Text excerpt:
The Omzlo One device is not targeted for people who want to connect it to their car. It's for people who want to build simple Arduino networks to switch relays, turn on lights, control a garden watering system or get sensor data, all within the simplicity of the Arduino IDE. In fact, the other device I'm promoting on the Kickstarter, the Omzlo USB controller is a much better choice for a CAN bus interface: it can achieve 1Mbps if you put the appropriate firmware.

Car networks are rather small in length and you can achieve 1Mbps there in some cases, but to reach longer distances you need to decrease the bit rate. I wanted something that can reach long distances, like 100 meters (320 feet). The Omzlo One gives you an easy way to build a network of devices to reach such distances.

The ARM processor takes care of buffering packets and/or assembling several packets to build a single message, leaving much less work to the Atmel chip. While CAN bus payloads are limited to 8 bytes, the Omzlo One can transmit messages of up to 64 bytes thanks to the extra work done by the ARM. The ARM processor can also reboot the Atmega chip and launch the bootloader, which means that you can recover from situations where the Atmega is stuck, without plugging a programmer in the Omzlo One, which may be somewhere in a sealed box in your garden.

As an other plus, it turns out that the ARM processor is rather cheap. Cheaper than a dedicated CAN bus driver IC and cheaper than most Atmega chips as well.

Why didn't you use one of the AVRs that actually have a CAN peripheral built-in? Atmel offers several. You would need to port the Arduino core to the new chip (I don't think they support any with built-in CAN), but it would be a lot more useful.

To tell you the truth, I briefly considered using one of the new SAMC21 ARM chips Atmel has produced (which has CAN bus).  :)

But despite its flaws, the Arduino UNO with its Atmega328p remains by far the best selling product in the Arduino line today. I wanted something that was 100% compatible with the Arduino UNO both on a physical and binary level. I could not have achieved such perfect compatibility with another chip. Using the Atmega328pb offers me the best compromise here.

Dataset excerpts:
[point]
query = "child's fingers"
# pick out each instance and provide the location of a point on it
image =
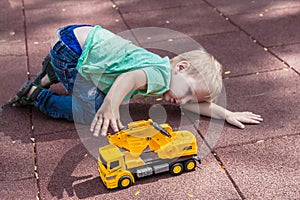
(104, 128)
(120, 125)
(114, 125)
(237, 123)
(97, 126)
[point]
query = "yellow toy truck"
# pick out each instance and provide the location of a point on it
(145, 148)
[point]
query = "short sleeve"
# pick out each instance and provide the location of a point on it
(158, 79)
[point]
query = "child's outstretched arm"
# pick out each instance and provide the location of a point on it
(218, 112)
(108, 114)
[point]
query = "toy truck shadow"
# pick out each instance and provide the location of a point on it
(143, 149)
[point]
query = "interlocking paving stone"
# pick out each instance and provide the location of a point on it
(289, 53)
(130, 6)
(232, 7)
(274, 28)
(21, 189)
(267, 169)
(208, 21)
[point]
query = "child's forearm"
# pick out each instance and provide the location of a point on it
(218, 112)
(208, 109)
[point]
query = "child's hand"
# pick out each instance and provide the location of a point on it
(106, 116)
(238, 118)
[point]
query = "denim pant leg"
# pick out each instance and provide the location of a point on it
(80, 107)
(54, 105)
(87, 99)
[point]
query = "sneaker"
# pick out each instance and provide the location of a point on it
(46, 70)
(21, 99)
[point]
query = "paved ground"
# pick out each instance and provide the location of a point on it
(257, 41)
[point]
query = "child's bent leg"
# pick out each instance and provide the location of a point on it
(54, 105)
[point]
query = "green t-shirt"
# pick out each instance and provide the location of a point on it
(106, 55)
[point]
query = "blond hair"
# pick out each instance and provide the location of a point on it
(203, 66)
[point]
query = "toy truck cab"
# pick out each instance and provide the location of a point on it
(143, 149)
(112, 168)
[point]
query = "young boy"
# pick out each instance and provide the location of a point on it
(109, 69)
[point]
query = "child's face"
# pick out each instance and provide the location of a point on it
(184, 88)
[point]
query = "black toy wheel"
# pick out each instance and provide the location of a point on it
(176, 169)
(189, 165)
(125, 182)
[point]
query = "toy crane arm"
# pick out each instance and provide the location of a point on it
(160, 129)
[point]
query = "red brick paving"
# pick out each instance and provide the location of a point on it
(260, 162)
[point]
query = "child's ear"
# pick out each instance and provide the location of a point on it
(182, 66)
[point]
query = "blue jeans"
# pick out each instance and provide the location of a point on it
(85, 98)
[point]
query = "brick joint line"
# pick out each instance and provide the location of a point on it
(32, 135)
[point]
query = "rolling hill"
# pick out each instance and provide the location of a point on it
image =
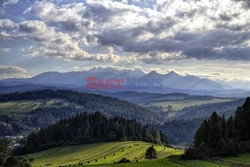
(22, 113)
(114, 151)
(99, 153)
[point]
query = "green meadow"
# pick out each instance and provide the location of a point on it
(105, 154)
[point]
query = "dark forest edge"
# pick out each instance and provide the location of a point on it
(221, 137)
(87, 128)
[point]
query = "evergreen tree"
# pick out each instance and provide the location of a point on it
(151, 153)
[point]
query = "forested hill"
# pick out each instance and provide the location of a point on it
(219, 137)
(89, 128)
(31, 110)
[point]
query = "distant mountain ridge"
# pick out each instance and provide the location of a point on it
(76, 80)
(170, 80)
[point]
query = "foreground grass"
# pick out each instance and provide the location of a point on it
(99, 153)
(241, 161)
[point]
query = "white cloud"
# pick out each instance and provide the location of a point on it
(12, 72)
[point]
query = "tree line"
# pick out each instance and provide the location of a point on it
(221, 137)
(87, 128)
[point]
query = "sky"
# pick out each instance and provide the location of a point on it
(206, 38)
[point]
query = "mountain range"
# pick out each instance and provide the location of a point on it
(170, 82)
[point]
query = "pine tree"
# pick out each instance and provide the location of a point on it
(151, 153)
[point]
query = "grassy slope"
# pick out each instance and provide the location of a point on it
(241, 161)
(113, 151)
(72, 155)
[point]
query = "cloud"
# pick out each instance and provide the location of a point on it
(6, 23)
(4, 51)
(151, 32)
(12, 72)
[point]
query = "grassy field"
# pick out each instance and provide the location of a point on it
(105, 154)
(179, 104)
(99, 153)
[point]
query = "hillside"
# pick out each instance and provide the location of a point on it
(73, 155)
(113, 151)
(21, 113)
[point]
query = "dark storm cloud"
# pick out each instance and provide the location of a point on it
(225, 17)
(246, 3)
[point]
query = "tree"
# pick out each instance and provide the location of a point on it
(151, 153)
(11, 161)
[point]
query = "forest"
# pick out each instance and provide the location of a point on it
(221, 137)
(87, 128)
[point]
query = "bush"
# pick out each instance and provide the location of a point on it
(151, 153)
(11, 161)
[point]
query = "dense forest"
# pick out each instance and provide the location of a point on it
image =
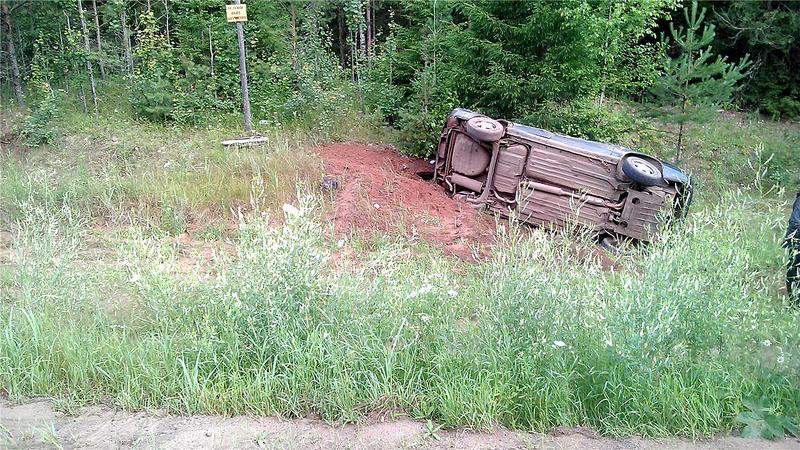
(405, 62)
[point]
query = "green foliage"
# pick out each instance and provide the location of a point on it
(39, 128)
(770, 33)
(761, 422)
(590, 120)
(694, 81)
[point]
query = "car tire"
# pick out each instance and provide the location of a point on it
(484, 129)
(642, 171)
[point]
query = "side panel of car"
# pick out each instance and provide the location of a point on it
(594, 176)
(547, 181)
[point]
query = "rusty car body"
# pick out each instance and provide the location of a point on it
(549, 179)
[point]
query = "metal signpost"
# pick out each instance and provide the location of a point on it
(238, 13)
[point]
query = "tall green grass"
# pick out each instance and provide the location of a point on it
(537, 337)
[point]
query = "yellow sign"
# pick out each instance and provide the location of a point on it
(236, 13)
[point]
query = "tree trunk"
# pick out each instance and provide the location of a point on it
(211, 49)
(86, 46)
(166, 12)
(294, 35)
(99, 45)
(126, 38)
(680, 132)
(368, 50)
(12, 56)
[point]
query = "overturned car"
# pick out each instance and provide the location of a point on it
(550, 179)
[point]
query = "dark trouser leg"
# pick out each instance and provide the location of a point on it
(793, 276)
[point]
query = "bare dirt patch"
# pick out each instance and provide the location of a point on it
(381, 191)
(38, 425)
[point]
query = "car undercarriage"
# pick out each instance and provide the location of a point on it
(548, 179)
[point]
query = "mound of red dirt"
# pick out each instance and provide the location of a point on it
(382, 191)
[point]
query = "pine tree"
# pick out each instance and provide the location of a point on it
(695, 80)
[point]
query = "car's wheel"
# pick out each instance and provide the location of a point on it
(642, 171)
(484, 129)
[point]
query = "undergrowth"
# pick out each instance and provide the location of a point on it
(534, 338)
(98, 304)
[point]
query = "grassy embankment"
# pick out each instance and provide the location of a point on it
(100, 302)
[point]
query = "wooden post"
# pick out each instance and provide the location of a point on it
(248, 118)
(88, 56)
(99, 45)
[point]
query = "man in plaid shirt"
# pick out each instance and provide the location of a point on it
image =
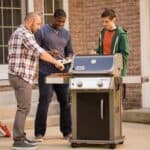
(23, 61)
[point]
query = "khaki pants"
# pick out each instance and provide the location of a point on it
(23, 92)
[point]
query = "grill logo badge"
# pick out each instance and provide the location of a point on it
(80, 68)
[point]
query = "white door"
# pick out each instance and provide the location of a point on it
(145, 49)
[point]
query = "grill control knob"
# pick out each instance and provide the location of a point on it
(100, 83)
(79, 84)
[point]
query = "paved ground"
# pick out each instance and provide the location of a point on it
(137, 137)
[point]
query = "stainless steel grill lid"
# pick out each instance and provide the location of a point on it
(95, 64)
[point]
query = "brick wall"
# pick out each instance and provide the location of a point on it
(85, 24)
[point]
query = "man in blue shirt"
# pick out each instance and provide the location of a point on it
(57, 40)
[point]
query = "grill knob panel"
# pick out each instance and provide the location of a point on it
(100, 83)
(79, 83)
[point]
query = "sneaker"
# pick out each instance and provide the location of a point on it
(22, 145)
(30, 141)
(4, 131)
(68, 136)
(39, 138)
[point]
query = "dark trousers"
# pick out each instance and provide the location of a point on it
(45, 97)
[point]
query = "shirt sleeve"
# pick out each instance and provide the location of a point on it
(38, 37)
(31, 44)
(68, 49)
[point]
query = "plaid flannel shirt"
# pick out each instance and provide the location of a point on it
(23, 54)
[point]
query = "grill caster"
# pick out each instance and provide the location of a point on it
(112, 146)
(121, 142)
(74, 145)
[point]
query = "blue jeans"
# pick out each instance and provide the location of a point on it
(45, 97)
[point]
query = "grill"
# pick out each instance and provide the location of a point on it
(95, 89)
(96, 86)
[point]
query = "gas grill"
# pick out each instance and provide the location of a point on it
(95, 87)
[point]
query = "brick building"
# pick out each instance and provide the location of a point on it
(84, 24)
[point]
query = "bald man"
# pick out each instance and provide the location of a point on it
(23, 59)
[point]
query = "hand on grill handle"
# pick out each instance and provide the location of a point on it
(59, 65)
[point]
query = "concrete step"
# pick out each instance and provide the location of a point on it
(8, 111)
(8, 97)
(52, 120)
(137, 115)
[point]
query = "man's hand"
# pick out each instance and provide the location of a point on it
(59, 65)
(54, 53)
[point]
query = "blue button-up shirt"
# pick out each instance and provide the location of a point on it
(50, 39)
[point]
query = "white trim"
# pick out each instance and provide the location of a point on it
(145, 49)
(66, 8)
(30, 4)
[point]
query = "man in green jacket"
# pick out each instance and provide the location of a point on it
(113, 39)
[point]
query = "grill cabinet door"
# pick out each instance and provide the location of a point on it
(93, 116)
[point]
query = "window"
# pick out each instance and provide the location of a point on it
(49, 8)
(12, 13)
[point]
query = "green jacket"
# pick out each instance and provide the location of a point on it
(119, 45)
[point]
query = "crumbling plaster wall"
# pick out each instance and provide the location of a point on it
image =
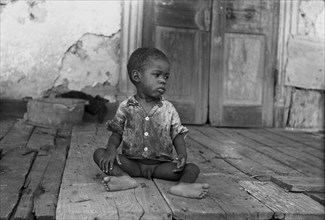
(304, 77)
(52, 45)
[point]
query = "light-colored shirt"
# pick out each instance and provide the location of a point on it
(147, 135)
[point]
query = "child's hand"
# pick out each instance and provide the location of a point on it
(107, 161)
(181, 161)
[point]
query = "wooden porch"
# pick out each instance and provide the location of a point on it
(253, 174)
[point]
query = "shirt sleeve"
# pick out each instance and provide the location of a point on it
(176, 125)
(117, 123)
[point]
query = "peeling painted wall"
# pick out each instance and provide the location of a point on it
(59, 44)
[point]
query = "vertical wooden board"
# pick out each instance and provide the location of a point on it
(32, 187)
(82, 180)
(285, 205)
(85, 201)
(288, 158)
(6, 124)
(153, 204)
(247, 151)
(82, 196)
(36, 187)
(176, 27)
(234, 200)
(46, 202)
(42, 137)
(319, 197)
(190, 209)
(244, 62)
(286, 146)
(299, 184)
(301, 137)
(301, 168)
(211, 163)
(247, 160)
(17, 136)
(127, 205)
(14, 168)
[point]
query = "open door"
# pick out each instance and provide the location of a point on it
(181, 28)
(243, 47)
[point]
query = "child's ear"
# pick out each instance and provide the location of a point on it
(135, 75)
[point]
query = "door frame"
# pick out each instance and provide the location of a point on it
(131, 38)
(217, 62)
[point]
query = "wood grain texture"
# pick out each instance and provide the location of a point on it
(244, 158)
(285, 205)
(17, 137)
(14, 169)
(45, 203)
(300, 184)
(288, 158)
(83, 196)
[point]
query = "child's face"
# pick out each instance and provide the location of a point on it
(153, 78)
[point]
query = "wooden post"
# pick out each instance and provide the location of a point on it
(131, 26)
(287, 27)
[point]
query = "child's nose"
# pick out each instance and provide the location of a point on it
(162, 81)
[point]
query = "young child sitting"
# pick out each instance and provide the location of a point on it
(148, 127)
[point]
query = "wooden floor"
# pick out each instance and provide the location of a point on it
(253, 173)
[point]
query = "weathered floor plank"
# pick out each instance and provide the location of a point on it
(5, 125)
(315, 141)
(14, 168)
(17, 137)
(45, 203)
(302, 169)
(284, 204)
(229, 159)
(285, 146)
(83, 192)
(300, 184)
(249, 160)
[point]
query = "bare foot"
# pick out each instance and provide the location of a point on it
(118, 183)
(190, 190)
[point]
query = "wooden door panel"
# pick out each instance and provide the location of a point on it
(179, 28)
(243, 45)
(244, 68)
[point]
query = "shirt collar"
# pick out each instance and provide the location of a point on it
(133, 102)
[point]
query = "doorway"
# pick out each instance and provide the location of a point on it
(223, 58)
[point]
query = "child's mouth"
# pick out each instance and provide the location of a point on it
(161, 90)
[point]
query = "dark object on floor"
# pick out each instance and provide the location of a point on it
(55, 112)
(96, 104)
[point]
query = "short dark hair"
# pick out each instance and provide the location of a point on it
(141, 56)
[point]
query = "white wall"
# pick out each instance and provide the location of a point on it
(45, 43)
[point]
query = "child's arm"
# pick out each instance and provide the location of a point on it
(180, 147)
(107, 161)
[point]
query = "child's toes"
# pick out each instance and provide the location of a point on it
(205, 186)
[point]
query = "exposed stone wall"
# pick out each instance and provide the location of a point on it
(48, 45)
(304, 74)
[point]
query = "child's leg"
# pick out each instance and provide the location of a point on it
(119, 178)
(186, 186)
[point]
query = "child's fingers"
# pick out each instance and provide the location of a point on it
(111, 164)
(106, 165)
(118, 160)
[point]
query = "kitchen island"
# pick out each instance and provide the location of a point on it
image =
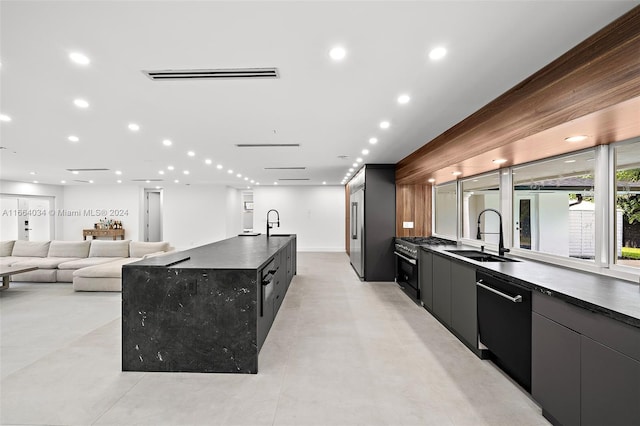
(207, 309)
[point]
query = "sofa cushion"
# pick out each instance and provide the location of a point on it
(101, 248)
(88, 261)
(75, 249)
(140, 249)
(111, 269)
(30, 248)
(6, 247)
(44, 262)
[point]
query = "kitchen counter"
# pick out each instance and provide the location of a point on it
(207, 309)
(614, 298)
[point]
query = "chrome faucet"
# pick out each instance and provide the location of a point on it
(501, 249)
(269, 224)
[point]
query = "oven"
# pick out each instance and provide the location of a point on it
(407, 269)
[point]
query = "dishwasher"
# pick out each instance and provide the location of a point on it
(504, 325)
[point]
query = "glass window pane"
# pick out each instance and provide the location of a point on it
(480, 193)
(553, 206)
(446, 210)
(627, 212)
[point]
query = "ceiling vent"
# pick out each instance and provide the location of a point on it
(285, 168)
(213, 74)
(267, 145)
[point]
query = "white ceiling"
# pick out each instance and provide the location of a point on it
(330, 108)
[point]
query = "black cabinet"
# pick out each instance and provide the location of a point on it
(425, 277)
(555, 370)
(610, 390)
(585, 366)
(464, 310)
(442, 289)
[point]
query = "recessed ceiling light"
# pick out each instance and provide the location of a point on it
(577, 138)
(437, 53)
(81, 103)
(403, 99)
(338, 53)
(79, 58)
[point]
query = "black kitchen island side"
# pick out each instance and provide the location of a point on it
(207, 309)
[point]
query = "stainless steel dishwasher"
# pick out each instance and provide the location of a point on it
(504, 325)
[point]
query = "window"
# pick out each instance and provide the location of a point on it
(627, 205)
(446, 208)
(553, 206)
(480, 193)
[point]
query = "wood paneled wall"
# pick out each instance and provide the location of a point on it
(600, 73)
(413, 204)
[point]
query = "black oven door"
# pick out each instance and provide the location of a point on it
(407, 275)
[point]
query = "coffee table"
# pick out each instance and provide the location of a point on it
(7, 271)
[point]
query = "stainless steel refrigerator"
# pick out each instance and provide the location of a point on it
(357, 231)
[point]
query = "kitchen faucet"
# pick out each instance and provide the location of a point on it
(501, 249)
(277, 222)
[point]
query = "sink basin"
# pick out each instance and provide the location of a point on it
(480, 256)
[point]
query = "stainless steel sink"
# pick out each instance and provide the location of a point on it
(480, 256)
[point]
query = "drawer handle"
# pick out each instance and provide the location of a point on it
(514, 299)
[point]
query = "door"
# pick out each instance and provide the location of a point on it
(153, 215)
(356, 231)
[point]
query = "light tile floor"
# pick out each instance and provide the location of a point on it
(341, 352)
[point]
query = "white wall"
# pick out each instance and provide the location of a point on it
(553, 220)
(95, 202)
(314, 213)
(55, 192)
(195, 215)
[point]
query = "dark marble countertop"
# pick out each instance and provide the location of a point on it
(246, 252)
(612, 297)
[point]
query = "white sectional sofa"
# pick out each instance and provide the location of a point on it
(94, 265)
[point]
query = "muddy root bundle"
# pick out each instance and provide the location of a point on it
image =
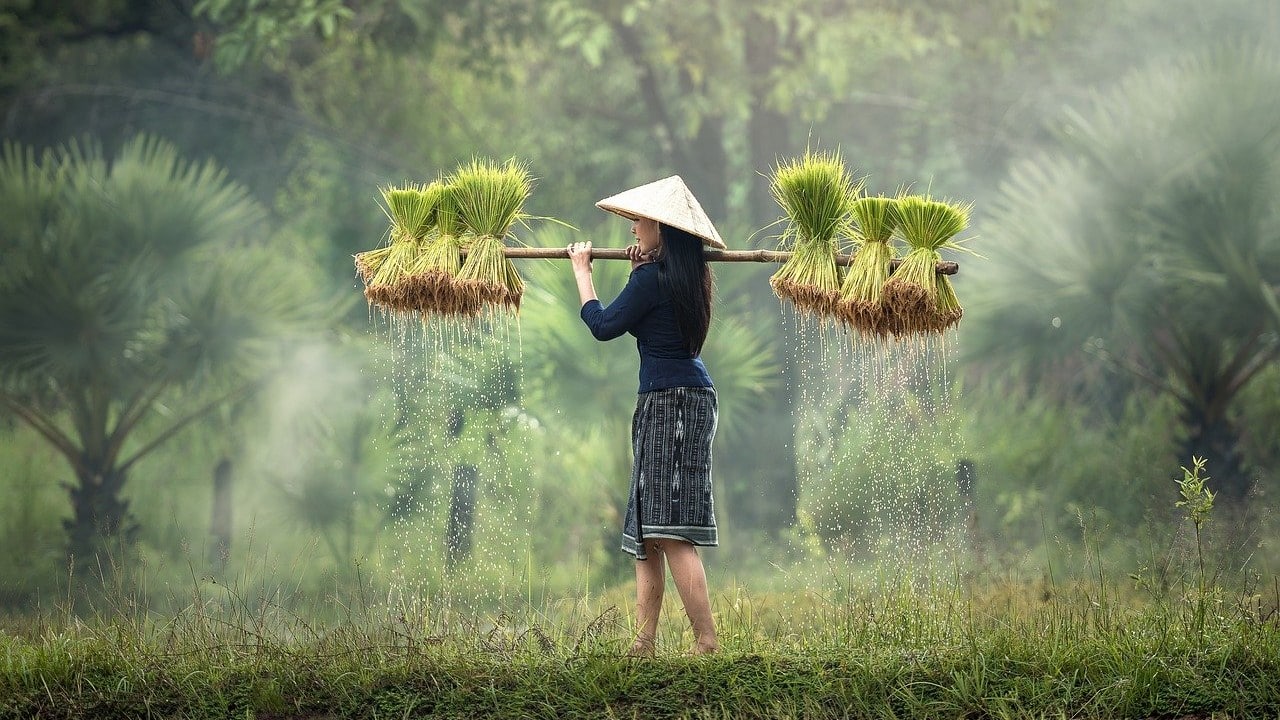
(817, 194)
(918, 297)
(862, 305)
(490, 199)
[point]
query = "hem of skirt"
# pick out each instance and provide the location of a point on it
(698, 537)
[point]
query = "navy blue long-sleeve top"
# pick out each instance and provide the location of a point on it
(645, 311)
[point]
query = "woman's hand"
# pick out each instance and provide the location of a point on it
(580, 254)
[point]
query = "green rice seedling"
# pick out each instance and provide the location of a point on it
(860, 299)
(919, 299)
(433, 276)
(817, 195)
(490, 199)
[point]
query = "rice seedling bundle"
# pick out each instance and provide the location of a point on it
(410, 209)
(432, 277)
(817, 195)
(917, 295)
(490, 199)
(860, 296)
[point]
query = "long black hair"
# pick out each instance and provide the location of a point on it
(685, 277)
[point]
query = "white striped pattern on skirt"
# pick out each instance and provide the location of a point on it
(671, 470)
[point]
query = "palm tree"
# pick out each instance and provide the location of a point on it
(1146, 250)
(133, 301)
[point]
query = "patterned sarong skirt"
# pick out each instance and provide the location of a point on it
(671, 470)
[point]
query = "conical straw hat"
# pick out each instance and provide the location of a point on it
(668, 201)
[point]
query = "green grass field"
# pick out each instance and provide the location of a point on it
(956, 648)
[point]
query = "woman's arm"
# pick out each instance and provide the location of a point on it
(580, 254)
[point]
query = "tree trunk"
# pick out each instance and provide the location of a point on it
(462, 506)
(100, 520)
(1216, 440)
(220, 518)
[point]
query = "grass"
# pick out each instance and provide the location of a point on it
(839, 645)
(940, 651)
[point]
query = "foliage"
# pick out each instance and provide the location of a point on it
(891, 651)
(108, 329)
(1147, 242)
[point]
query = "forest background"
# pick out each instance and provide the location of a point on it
(192, 383)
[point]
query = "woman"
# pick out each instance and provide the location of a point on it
(667, 306)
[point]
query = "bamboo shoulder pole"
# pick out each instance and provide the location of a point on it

Parts of the exercise:
a. Quote the stretch of the Omzlo One passage from "The Omzlo One device" through "the appropriate firmware.".
b. Pick out every line of the entries above that contains the string "tree", and copy each one.

Per-task answers:
a.
The Omzlo One device is not targeted for people who want to connect it to their car. It's for people who want to build simple Arduino networks to switch relays, turn on lights, control a garden watering system or get sensor data, all within the simplicity of the Arduino IDE. In fact, the other device I'm promoting on the Kickstarter, the Omzlo USB controller is a much better choice for a CAN bus interface: it can achieve 1Mbps if you put the appropriate firmware.

b.
query = "evergreen tree"
query = "tree line"
query = "pine tree"
query = "tree"
query = "tree trunk"
query = "pine tree"
query = "palm tree"
query = "tree trunk"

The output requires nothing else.